**Records supplied**:
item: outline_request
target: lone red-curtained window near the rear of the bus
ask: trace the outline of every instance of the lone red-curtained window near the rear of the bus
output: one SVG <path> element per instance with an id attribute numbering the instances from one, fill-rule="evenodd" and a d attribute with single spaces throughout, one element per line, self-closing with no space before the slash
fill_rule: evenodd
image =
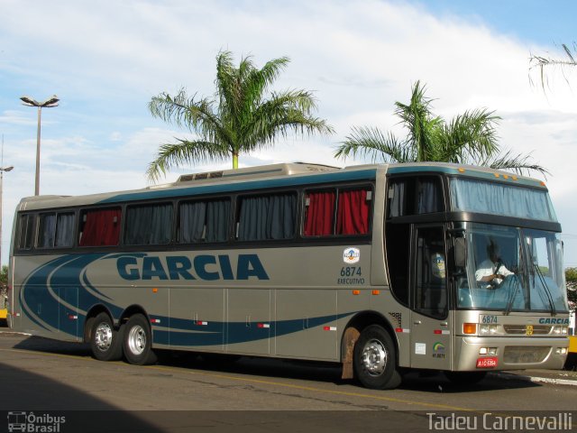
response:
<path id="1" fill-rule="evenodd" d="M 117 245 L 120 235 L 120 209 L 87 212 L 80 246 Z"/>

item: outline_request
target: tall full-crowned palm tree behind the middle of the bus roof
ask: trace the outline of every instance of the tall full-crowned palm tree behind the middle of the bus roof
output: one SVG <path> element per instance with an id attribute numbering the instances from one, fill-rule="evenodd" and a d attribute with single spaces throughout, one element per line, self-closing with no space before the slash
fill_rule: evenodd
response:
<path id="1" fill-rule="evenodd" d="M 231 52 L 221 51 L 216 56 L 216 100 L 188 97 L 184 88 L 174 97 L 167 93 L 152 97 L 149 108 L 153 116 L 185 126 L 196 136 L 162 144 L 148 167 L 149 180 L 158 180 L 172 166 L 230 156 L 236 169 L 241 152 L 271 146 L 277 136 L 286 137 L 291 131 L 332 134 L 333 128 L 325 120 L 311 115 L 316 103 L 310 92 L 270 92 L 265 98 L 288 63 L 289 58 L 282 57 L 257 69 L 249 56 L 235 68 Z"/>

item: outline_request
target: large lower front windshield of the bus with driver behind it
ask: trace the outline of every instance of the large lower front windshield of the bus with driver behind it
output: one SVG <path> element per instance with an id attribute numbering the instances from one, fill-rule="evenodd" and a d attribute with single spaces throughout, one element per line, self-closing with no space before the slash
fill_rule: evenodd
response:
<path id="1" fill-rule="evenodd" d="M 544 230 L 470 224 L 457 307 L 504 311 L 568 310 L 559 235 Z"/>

**Exercise requirements**:
Word for word, write out each line of the records, but leave the pictures behind.

**Solution**:
item: outline_request
target: lone red-curtained window near the rear of the bus
ask: trace the outline of every instance of the lone red-curtained window near the rear of the bus
output: one SVG <path> element per instance with an id attribute numbering the instances from one, fill-rule="evenodd" and a d attribute with single spaces throughout, one element per line, self-closing with no space before the slash
fill_rule: evenodd
image =
response:
<path id="1" fill-rule="evenodd" d="M 117 245 L 120 235 L 120 209 L 87 212 L 80 246 Z"/>

item: outline_request
target: tall full-crowned palm tree behind the middle of the bus roof
ask: trace the outline of every instance of the tall full-crowned palm tree behind the middle of the bus roof
output: one SVG <path> element per instance with an id attribute numbering the instances from one, fill-rule="evenodd" and a d attribute with single spaces throughout, one element per line, self-closing with no space before the slash
fill_rule: evenodd
response:
<path id="1" fill-rule="evenodd" d="M 231 52 L 221 51 L 216 56 L 216 100 L 188 97 L 184 88 L 174 97 L 167 93 L 152 97 L 149 108 L 153 116 L 185 126 L 196 136 L 162 144 L 148 167 L 149 180 L 158 180 L 172 166 L 230 156 L 236 169 L 241 152 L 271 146 L 277 136 L 286 137 L 291 131 L 332 134 L 333 128 L 325 120 L 311 115 L 316 103 L 310 92 L 270 92 L 265 98 L 288 63 L 289 58 L 282 57 L 257 69 L 249 56 L 235 68 Z"/>

item: outline_request
target: large lower front windshield of the bus with driver behind it
ask: trace the outline of every instance of the large lower front windshield of the bus with driver behind it
output: one SVG <path> element per instance with an id attribute numbering the instances from one, fill-rule="evenodd" and a d attribute with single spaces throughout, one element per line, self-closing with no space before the slash
fill_rule: evenodd
response:
<path id="1" fill-rule="evenodd" d="M 544 230 L 470 224 L 457 307 L 504 311 L 568 310 L 559 235 Z"/>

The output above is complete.